Document excerpt:
*** Block opens ***

Improved air quality could enhance natural carbon sequestration by plants

Improved air quality could enhance natural carbon sequestration by plants

Researchers used satellites to measure both photosynthetic activity and aerosol pollution in Europe. The results demonstrate that plants capture more carbon on the weekends when industrial production is decreased, and fewer people commute.
grape vines Tim Mossholder / Unsplash

(Adapted from a press release by the Carnegie Institution for Science.)

 

Reducing pollution from aerosol particles would improve air quality. It could also increase the amount of sunlight accessible to plants—enhancing their ability to remove carbon dioxide from the atmosphere and mitigate climate change. A new study coauthored by David Lobell, director of the Stanford Center on Food Security and the Environment, used satellites to measure both photosynthetic activity and aerosol pollution in Europe. The findings demonstrate that plants capture more carbon on the weekends when industrial production is decreased, and fewer people commute.

“The notion that pollution is bad is obviously not new,” Lobell said. “But now we can begin to understand just how much it matters for a variety of things, which is useful information for policy decisions.”

Their paper, published in Proceedings of the National Academy of Sciences, was led by scientists at the Carnegie Institution for Science.

Plants have a special ability, called photosynthesis, by which they convert the sun’s energy into chemical energy. To accomplish this, they take in carbon dioxide from the air and fix it into carbohydrates and fats.

This everyday process is a huge help in the fight against climate change caused by human activity. Plants pull some of our carbon pollution out of the atmosphere and retain it as a biological matter, preventing it from contributing to global warming.

Previous work has shown that aerosol pollution can suppress agricultural crop yields by as much as 20 percent.

Because one step of the photosynthetic process releases fluorescence, it can be seen from space and measured by satellites—a game-changing research method. The research team used satellite measurements of photosynthetic activity in Europe. They correlated their photosynthesis findings with aerosol measurements and used modeling to understand the relationship.

*** Block closes ***

Task set:
(A) Answer these questions using the article about air quality and carbon capture by plants:
(i) In which journal was the study's paper published?
(ii) According to previous work, by how much can aerosol pollution suppress agricultural crop yields?
(iii) What does one step of the photosynthetic process release that allows satellites to measure it from space?
(B) From the article about air quality and carbon capture by plants, duplicate the stretch from "Their paper, published" through "carbohydrates and fats." word for word.
The records that come next have no connection to the article about air quality and carbon capture by plants.

Extracted entries:
*** Block opens ***

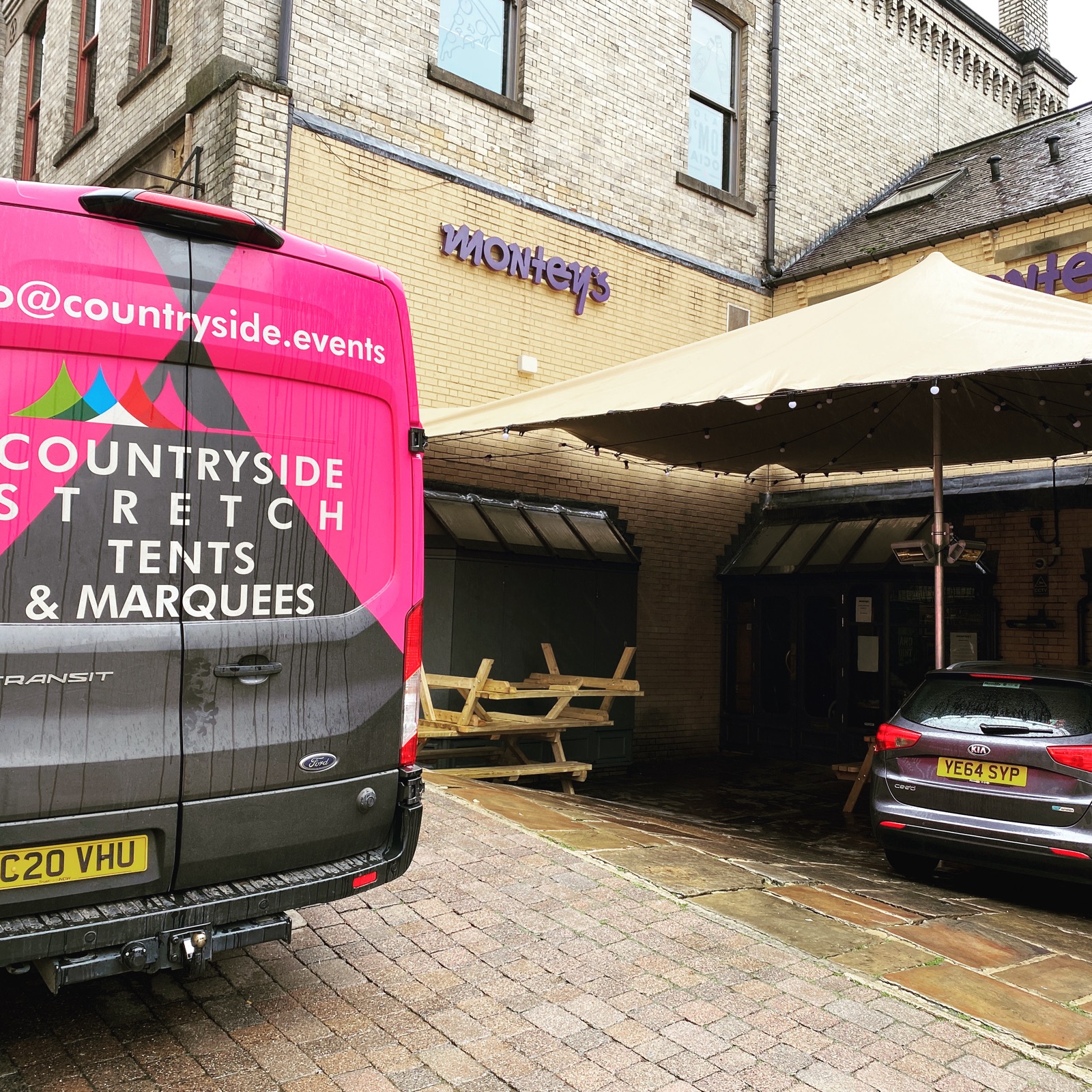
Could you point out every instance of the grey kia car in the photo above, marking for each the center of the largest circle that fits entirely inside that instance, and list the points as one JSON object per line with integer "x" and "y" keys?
{"x": 988, "y": 764}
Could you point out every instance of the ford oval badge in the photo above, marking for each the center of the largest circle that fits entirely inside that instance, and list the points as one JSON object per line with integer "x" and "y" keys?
{"x": 316, "y": 764}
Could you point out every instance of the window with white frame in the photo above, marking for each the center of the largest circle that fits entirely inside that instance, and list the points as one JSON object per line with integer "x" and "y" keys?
{"x": 154, "y": 20}
{"x": 715, "y": 92}
{"x": 478, "y": 42}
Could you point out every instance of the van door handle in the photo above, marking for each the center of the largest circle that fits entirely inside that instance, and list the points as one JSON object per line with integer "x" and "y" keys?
{"x": 246, "y": 671}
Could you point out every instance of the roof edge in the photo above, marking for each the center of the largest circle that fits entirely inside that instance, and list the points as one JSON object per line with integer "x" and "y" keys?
{"x": 933, "y": 240}
{"x": 999, "y": 38}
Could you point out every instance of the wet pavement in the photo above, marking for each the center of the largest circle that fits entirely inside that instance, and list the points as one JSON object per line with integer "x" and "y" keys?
{"x": 500, "y": 961}
{"x": 766, "y": 844}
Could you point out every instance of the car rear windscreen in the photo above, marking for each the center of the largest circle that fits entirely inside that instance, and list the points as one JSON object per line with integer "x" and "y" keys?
{"x": 1002, "y": 707}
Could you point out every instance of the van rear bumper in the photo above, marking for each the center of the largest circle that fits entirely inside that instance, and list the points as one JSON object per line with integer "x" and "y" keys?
{"x": 109, "y": 925}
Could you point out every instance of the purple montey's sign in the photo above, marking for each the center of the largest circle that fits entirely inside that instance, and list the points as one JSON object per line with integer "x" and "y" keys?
{"x": 584, "y": 282}
{"x": 1076, "y": 276}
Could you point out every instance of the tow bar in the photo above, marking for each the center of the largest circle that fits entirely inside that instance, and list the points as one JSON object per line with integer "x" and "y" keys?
{"x": 188, "y": 950}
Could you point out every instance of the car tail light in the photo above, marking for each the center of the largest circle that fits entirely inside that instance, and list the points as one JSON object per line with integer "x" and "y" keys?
{"x": 182, "y": 214}
{"x": 1080, "y": 758}
{"x": 891, "y": 738}
{"x": 411, "y": 687}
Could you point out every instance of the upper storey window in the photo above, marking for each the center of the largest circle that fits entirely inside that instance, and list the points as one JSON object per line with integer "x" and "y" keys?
{"x": 154, "y": 19}
{"x": 715, "y": 78}
{"x": 478, "y": 42}
{"x": 36, "y": 41}
{"x": 87, "y": 72}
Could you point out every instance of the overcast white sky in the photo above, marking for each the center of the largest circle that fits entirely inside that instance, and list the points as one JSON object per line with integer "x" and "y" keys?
{"x": 1070, "y": 40}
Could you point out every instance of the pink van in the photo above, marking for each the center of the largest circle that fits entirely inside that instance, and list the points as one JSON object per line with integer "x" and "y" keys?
{"x": 210, "y": 580}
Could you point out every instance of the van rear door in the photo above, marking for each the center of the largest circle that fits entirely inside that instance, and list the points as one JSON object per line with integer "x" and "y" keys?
{"x": 90, "y": 664}
{"x": 298, "y": 562}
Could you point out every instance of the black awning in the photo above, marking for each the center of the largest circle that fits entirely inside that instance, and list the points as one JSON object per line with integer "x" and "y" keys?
{"x": 517, "y": 527}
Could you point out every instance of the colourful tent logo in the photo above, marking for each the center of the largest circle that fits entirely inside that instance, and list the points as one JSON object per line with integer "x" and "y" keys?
{"x": 100, "y": 405}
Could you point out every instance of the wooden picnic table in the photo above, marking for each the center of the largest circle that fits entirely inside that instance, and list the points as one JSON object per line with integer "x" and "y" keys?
{"x": 505, "y": 732}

*** Block closes ***

Answers:
(A)
(i) Proceedings of the National Academy of Sciences
(ii) By as much as 20 percent
(iii) Fluorescence

(B)
Their paper, published in Proceedings of the National Academy of Sciences, was led by scientists at the Carnegie Institution for Science.

Plants have a special ability, called photosynthesis, by which they convert the sun’s energy into chemical energy. To accomplish this, they take in carbon dioxide from the air and fix it into carbohydrates and fats.